### What you should do
From start to end of the material below, restate each line exactly.
..............................
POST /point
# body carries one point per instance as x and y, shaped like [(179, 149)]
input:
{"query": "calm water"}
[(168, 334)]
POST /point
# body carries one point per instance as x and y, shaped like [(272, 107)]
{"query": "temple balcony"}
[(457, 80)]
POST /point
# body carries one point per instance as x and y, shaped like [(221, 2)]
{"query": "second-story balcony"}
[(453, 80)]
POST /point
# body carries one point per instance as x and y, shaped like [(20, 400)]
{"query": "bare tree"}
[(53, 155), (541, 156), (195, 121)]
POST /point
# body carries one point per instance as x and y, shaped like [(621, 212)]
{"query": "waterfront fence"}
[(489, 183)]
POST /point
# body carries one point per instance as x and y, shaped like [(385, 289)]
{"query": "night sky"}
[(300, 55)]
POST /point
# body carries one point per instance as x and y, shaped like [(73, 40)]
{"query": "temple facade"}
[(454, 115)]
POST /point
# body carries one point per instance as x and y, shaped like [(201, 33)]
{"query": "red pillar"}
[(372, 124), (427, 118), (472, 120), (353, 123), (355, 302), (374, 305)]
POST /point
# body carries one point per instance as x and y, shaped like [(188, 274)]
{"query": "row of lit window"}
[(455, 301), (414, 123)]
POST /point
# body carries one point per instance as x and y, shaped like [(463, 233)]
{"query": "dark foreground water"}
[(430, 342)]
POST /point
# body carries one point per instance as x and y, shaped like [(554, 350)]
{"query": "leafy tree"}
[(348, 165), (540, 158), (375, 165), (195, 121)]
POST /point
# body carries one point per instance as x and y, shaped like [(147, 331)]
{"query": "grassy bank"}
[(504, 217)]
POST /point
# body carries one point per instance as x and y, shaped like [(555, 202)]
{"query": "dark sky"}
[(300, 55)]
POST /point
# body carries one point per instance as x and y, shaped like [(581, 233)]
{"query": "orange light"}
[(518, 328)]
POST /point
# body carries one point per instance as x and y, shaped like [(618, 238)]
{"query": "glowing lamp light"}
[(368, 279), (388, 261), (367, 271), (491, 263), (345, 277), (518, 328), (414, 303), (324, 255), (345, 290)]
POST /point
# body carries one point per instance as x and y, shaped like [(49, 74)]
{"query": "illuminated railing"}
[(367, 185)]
..............................
### Output for this exercise
POST /point
# body carries one point per instance as x and y, shaped like [(179, 149)]
input:
{"query": "calm water"}
[(168, 334)]
POST /point
# body carries one point per instance as x and y, shaped like [(272, 107)]
{"query": "temple balcony"}
[(457, 80)]
POST /point
# body carries one point per instance as x and y, shaped like [(221, 2)]
{"query": "second-story balcony"}
[(453, 80)]
POST /point
# body carries one point per instance as x and y, shaped like [(20, 400)]
{"query": "bare tree"}
[(53, 155), (541, 156), (195, 121)]
POST /point
# body carries one point per instance as x and y, shaped like [(621, 212)]
{"query": "waterfront fence"}
[(489, 183)]
POST /point
# body carries one point per instance as x and y, shaped like [(385, 289)]
{"query": "night sky"}
[(300, 55)]
POST /point
# body carries one point per instance as x and y, shaped like [(73, 40)]
{"query": "temple facade"}
[(454, 115)]
POST /point
# body carries one point per instance as x and y, shaped like [(201, 33)]
{"query": "red pillar"}
[(372, 124), (427, 118), (472, 120), (353, 123), (355, 302), (374, 305)]
POST /point
# body carries one point per instance as x and y, shaped like [(188, 274)]
{"query": "row of lit window"}
[(455, 301), (414, 123)]
POST /point
# body carries one point per instance as x and y, shaped like [(463, 233)]
{"query": "dark foreground water"}
[(430, 342)]
POST /point
# body carries one point per instance as x and y, shaped like [(554, 350)]
{"query": "leafy tree"}
[(348, 165), (540, 158), (375, 165), (195, 121)]
POST /point
# body carries one point per instance as x and y, shaped like [(147, 331)]
{"query": "grassy bank"}
[(504, 217)]
POST /point
# body carries one point per instance as x and y, shaped like [(555, 202)]
{"query": "dark sky"}
[(300, 55)]
POST /point
# body carries one point per instance as x and y, shaped like [(581, 233)]
{"query": "orange light"}
[(518, 328)]
POST /point
# body carries one point per instance as x and y, shaped like [(618, 238)]
{"query": "glowing lamp light"}
[(368, 279), (388, 261), (367, 271), (491, 263), (345, 277), (518, 328), (414, 303), (324, 255), (345, 290)]
POST /point
# body carries one point per instance as x and y, shaped like [(49, 74)]
{"query": "illuminated railing"}
[(367, 185)]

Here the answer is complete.